# Who has 'real' merit?



## Freestyler777 (Nov 2, 2007)

The answer is, those who give.  The Buddha said, 'the more clothing you give away, the more beautiful you become, the more food you give away, the stronger you become.'  

Man is a social animal.  Even the most primitive men, such as aboriginal people, live in societies.  No one can live for any significant amount of time in the wilderness by themselves.  Anyone who says to the contrary of that statement is kidding themselves.  Even a 'survivor' who can kill his own game and construct his own tent needs an axe or machete manufactured in a factory halfway across the world, and wear boots that were made in some sweatshop far away from the shoestore where he bought them.  No man is an island.

A good man gives to others, and a good community depends upon its members being good to each other.  A man's merit, or redeeming value, is based on how much he can give to others.  Giving to yourself is the easy part, being of benefit to your fellow man is really difficult!
···
From the forum post about merit, copy word for word the part that begins with the words "# Who has 'real'" and ends with "is an island.".

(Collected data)
···
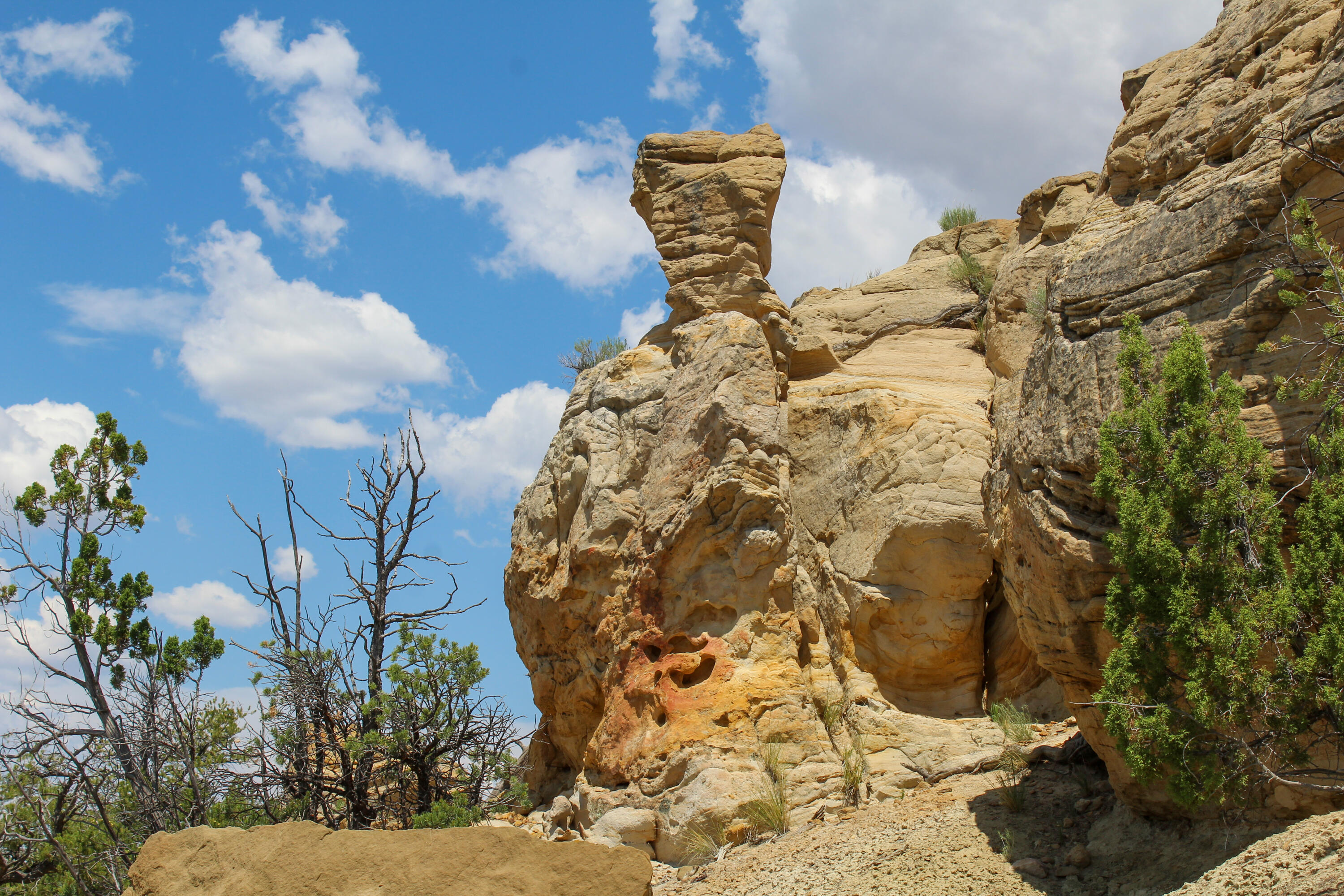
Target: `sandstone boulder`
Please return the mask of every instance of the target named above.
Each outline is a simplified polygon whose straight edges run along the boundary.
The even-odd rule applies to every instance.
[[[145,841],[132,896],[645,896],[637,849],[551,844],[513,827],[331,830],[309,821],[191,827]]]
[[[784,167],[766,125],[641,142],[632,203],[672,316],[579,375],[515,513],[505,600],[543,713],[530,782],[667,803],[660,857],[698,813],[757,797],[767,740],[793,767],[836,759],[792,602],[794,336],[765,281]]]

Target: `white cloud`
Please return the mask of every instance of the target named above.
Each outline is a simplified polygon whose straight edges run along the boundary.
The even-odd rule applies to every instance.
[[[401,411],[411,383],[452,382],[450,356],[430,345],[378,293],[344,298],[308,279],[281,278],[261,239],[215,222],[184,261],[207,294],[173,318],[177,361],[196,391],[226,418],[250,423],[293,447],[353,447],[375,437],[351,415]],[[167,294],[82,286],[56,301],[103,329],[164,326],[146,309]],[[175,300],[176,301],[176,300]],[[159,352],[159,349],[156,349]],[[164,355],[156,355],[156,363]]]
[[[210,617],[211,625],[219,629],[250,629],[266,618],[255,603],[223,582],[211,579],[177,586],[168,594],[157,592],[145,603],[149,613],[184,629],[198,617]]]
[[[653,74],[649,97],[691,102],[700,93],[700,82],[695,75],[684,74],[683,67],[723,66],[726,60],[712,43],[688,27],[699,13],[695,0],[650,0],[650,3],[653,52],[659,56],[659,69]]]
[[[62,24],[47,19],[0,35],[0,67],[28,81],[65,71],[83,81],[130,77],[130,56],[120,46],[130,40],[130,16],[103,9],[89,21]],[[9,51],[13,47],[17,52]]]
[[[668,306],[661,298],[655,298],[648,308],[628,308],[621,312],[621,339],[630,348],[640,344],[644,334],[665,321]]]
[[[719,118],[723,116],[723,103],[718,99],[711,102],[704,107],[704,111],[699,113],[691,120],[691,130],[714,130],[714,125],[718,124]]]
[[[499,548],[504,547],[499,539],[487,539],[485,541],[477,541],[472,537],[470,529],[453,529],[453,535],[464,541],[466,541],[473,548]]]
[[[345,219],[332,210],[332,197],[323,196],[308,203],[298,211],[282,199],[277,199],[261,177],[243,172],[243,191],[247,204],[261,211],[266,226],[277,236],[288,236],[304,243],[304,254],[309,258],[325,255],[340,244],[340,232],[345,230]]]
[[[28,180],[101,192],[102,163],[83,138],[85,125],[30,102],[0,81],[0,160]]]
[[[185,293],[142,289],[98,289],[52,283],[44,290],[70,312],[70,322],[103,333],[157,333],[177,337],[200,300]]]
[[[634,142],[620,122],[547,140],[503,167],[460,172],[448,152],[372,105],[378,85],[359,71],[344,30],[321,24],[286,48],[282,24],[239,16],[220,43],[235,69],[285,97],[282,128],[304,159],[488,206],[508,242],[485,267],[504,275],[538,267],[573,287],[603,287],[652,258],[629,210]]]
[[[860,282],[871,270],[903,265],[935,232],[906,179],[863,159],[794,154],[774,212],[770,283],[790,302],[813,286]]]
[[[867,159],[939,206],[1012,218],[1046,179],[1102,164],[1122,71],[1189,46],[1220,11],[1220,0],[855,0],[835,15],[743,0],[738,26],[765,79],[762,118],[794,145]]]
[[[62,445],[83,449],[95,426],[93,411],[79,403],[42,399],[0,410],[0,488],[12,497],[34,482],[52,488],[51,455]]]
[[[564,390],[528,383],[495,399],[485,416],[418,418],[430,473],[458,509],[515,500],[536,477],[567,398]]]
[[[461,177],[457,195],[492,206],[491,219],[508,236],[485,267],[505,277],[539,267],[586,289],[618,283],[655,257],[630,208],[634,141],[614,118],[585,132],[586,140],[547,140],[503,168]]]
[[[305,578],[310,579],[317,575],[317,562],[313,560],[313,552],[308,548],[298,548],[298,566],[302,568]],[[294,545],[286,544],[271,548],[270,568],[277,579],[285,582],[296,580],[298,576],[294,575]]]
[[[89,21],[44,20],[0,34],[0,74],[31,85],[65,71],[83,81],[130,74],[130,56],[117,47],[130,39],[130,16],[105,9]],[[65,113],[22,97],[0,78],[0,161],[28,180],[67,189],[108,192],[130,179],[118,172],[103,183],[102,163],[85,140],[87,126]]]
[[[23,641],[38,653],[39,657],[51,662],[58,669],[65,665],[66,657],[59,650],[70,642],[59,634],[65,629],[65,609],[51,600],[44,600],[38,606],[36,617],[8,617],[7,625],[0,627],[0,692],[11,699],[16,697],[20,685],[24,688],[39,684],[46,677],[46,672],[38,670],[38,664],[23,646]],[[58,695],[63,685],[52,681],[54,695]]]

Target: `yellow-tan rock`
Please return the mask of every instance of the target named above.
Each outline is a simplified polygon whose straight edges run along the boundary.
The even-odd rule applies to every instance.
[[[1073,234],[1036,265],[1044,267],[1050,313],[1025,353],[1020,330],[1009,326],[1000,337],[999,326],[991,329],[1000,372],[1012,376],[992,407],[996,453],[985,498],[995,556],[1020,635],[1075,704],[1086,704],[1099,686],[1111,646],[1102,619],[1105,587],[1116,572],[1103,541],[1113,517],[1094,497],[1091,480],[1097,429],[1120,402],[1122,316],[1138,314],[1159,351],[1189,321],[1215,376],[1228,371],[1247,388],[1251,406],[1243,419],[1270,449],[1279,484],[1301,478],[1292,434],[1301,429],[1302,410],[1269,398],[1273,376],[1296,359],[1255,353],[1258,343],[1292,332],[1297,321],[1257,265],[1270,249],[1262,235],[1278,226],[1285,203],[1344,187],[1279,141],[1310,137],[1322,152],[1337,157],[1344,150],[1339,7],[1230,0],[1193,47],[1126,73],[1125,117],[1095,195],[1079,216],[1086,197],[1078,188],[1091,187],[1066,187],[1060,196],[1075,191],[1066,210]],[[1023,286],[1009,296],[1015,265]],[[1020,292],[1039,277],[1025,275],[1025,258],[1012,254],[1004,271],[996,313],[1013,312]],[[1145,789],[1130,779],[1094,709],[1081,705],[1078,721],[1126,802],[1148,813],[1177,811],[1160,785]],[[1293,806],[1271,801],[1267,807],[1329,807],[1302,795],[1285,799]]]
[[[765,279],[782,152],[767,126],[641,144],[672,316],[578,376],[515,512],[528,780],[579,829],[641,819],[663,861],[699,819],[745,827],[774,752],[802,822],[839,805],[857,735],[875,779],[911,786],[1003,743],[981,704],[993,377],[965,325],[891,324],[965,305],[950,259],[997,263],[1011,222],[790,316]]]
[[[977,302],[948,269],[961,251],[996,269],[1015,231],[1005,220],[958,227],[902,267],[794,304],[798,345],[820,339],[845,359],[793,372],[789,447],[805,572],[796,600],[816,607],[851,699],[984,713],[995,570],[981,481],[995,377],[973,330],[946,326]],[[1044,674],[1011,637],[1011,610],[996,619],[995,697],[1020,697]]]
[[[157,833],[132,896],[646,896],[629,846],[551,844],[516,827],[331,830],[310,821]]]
···
EXERCISE RESPONSE:
# Who has 'real' merit?



## Freestyler777 (Nov 2, 2007)

The answer is, those who give.  The Buddha said, 'the more clothing you give away, the more beautiful you become, the more food you give away, the stronger you become.'  

Man is a social animal.  Even the most primitive men, such as aboriginal people, live in societies.  No one can live for any significant amount of time in the wilderness by themselves.  Anyone who says to the contrary of that statement is kidding themselves.  Even a 'survivor' who can kill his own game and construct his own tent needs an axe or machete manufactured in a factory halfway across the world, and wear boots that were made in some sweatshop far away from the shoestore where he bought them.  No man is an island.